It is vital to strike the right balance between needs and wants and account for them separately. Not doing so may impact you adversely and affect other long-term financial goals as well. Here is a detailed guide into what constitutes your needs and aspirations/wants and how to budget for them effectively.
Needs are basic requirements without which life cannot be sustained. Simply put, all expenses that support your survival (food, clothes, housing, transportation, insurance, electricity) can be termed as needs. They are indispensable and remain constant always. Today, access to healthcare and education are also considered important needs and have become an integral part of our lives.
Wants are things or experiences that you crave or allow you to live life in greater comfort. Any expense that doesn’t directly impact your survival can be safely clubbed under wants. Examples include leisure travel, club/gym memberships, Netflix or other streaming service subscriptions, trendy apparel, gadgets, etc. You can survive without wants, which are optional expenses.
While there is a distinct line separating needs and wants, a grey area remains. For example, if your job requires you to commute to big organisations, meet HNIs or the like and drive high net worth clients around, then sure, a big and expensive car may well fulfil a need. The reverse holds true as well. You may think that having food outside is meeting a need (satiating hunger), but packing lunch from home will accomplish this at a much lower cost. So, eating at a restaurant is more of a want.
As you learn to differentiate between your needs and wants, you start to exercise control over unnecessary spending and take charge of your financial situation. The below exercise will not only help you identify the areas of comparison between needs and wants but also answer the question how to manage money better.
Basis of Comparison |
Needs |
Wants |
Meaning |
Necessary to lead a healthy life. |
Not necessary to live life but provide comfort. |
Survival |
Essential for survival. |
Non-essential for survival. |
Nature |
Limited - can count on fingertips. |
Unlimited - can go on endlessly. |
Depicts |
Necessity |
Desires |
State |
Remain constant most of the time - the basic things required for survival hardly change. |
Remain unsteady most of the time - can change from year to year, month to month, or even day to day. |
The above table highlights the key differences between needs and wants. But why do people have a hard time classifying their needs and wants separately and go overboard with their expenses? Well, as mentioned earlier, there is a grey area that may be tough to navigate. It is completely upon the individual to decide if their ‘need’ turns out to be a ‘want’ in reality.

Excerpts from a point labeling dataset
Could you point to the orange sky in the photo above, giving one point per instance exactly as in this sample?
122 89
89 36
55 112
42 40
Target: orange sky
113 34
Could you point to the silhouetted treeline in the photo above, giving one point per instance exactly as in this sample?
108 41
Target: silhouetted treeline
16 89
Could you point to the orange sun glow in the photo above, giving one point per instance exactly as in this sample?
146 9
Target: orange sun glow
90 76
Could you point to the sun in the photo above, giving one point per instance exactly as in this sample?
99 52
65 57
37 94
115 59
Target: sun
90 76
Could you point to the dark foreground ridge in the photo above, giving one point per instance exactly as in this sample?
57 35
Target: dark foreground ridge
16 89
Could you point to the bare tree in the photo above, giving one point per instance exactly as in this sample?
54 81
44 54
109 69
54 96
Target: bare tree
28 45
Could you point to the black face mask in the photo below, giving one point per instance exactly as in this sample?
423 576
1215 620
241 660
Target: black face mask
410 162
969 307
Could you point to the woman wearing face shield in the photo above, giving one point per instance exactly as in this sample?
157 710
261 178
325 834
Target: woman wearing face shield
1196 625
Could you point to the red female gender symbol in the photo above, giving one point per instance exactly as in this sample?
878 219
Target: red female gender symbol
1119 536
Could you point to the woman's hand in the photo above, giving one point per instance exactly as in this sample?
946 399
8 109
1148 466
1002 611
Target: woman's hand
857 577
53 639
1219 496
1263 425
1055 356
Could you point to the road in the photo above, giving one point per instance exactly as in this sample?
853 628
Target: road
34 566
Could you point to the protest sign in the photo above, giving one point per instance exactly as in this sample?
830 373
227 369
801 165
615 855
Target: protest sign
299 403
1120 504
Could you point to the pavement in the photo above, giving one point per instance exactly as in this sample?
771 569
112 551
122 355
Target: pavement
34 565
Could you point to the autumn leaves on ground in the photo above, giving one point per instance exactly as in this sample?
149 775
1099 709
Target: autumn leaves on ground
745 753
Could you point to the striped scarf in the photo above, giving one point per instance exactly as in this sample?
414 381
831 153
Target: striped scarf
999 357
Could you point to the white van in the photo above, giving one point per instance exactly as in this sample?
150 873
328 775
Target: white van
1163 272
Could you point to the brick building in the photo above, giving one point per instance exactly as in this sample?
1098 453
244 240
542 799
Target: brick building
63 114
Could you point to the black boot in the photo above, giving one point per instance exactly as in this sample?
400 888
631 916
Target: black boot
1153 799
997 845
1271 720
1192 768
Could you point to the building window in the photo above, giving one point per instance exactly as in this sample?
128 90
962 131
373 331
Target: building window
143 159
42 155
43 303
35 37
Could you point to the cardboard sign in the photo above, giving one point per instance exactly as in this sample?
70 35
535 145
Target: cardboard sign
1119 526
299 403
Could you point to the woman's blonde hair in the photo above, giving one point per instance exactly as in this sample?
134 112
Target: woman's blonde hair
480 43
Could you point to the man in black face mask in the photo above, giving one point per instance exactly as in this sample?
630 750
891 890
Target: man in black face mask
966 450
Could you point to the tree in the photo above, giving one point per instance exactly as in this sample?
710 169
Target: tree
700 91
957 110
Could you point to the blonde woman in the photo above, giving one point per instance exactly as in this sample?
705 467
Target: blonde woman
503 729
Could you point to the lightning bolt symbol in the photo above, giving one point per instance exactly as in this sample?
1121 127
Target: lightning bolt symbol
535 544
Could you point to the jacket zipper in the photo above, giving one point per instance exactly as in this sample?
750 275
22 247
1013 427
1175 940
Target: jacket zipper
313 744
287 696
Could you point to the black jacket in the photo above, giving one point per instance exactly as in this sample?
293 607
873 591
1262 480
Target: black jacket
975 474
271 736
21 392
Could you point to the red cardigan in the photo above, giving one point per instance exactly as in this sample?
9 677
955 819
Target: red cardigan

TO DO
A. In the guide on needs and wants, how does the comparison table describe the nature of wants?
B. Write the next part of the guide on needs and wants, picking up after its last sentence.

OUTPUTS BY TASK
A. Wants are unlimited and can go on endlessly.

B.
It is best to do the exercise by listing out all your expenses and classifying them as needs and wants as you go along. Put a tick in the appropriate column.
Type of expense |
Need |
Want |
Groceries |
|
|
Meals at restaurants |
|
|
Clothes |
|
|
Designer clothes |
|
|
Car insurance |
|
|
New car seats |
|
|
OTT subscriptions |
|
|
Mobile recharge |
|
|
Pet food |
|
|
Pet spa |
|
|
Full health check-up |
|
|
Visits to naturopathy centres or yoga retreats |
|
|
Again, be aware that certain items you classify as ‘wants’ may be on someone’s ‘needs’ list. It is a subjective decision that needs to be taken after a careful analysis of your monthly income. Having said that, try not to spill your wants into the needs domain. This can unknowingly land you into financial trouble sooner or later.
Ask a financial expert how to create a financial plan that aligns with your long-term and short-term goals. At the outset, most would recommend creating a budget for your needs and wants. But how can you go about this? The popular 50-30-20 rule of budgeting is probably one of the best tools to create a budget based on your needs and wants.
The rule states that out of your total income:
It’s as straightforward as that!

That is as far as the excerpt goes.